■ **YANG DIPERLUKAN**: Berikan lanjutan teks tentang Dewi Sartika dan Lasminingrat di bawah, dimulai setelah kalimat terakhirnya.

■ **TEKS BACAAN**:

☆ ☆ ☆

Menurut sejarawan Universitas Padjadjaran, Nina Herlina Lubis, dalam
bukunya Kehidupan Kaum Menak Priangan, ayah Dewi Sartika diasingkan ke
Ternate lantaran dituduh terlibat percobaan pembunuhan terhadap Bupati
Bandung dan pejabat Belanda di Bandung, pada usianya yang baru
sembilan tahun. Karena peristiwa itu, Bupati Bandung menganggap Dewi
Sartika adalah anak musuh politiknya. Maka dari itu, permintaannya
selalu ditolak.

Melihat hal ini, Lasminingrat turun tangan dengan bantuan suaminya. Ia
meminta suaminya memberikan saran kepada Bupati Bandung agar maksud
Dewi Sartika yang akan mendirikan sekolah terkabulkan. Setelah
berbicara dengan RAA Wiratanudatar VIII, Bupati Bandung memberi izin
kepada Dewi Sartika. Pada Januari 1904, Dewi Sartika akhirnya
mendirikan Sakola Istri di Bandung. Lasminingrat dan Dewi Sartika
memang sering kali berhubungan layaknya seorang ibu kepada anak.
Mereka terutama saling memberikan dukungan perjuangan untuk memajukan
kaum perempuan.

☆ ☆ ☆

■ **BAHAN YANG DIBERIKAN**:
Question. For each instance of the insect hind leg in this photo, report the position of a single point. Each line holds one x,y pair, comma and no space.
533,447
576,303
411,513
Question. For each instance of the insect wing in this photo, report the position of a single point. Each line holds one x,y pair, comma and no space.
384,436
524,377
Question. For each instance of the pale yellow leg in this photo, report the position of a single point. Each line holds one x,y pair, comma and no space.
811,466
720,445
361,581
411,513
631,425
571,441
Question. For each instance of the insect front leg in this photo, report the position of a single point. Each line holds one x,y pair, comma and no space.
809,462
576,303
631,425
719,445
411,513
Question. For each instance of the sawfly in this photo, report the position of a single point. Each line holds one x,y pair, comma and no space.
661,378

☆ ☆ ☆

■ **HASIL TUGAS**:
Lasminingrat dikarunia usia yang sangat panjang. Ia meninggal dunia
pada 10 April 1948 dalam usia 105 tahun setelah sebelumnya dalam
perang kemerdekaan ia mengungsi ke Waaspojok pada 1946. Ia sempat
tinggal di sana beberapa lama. Hingga akhirnya ia sakit dan
mengembuskan napas terakhir di tanah kelahirannya, Garut.

Kalau RA Kartini dijuluki sebagai pahlawan emansipasi dan Dewi Sartika
sebagai tokoh pendidikan, tidak berlebihan jika RA Lasminingrat
dijuluki sebagai tokoh perempuan intelektual pertama di Indonesia
karena pikiran-pikiran kritis dan modernnya telah melampaui zamannya.
Semoga tulisan sederhana ini bisa menjadi inspirasi di Hari Ibu.
Selamat Hari Ibu.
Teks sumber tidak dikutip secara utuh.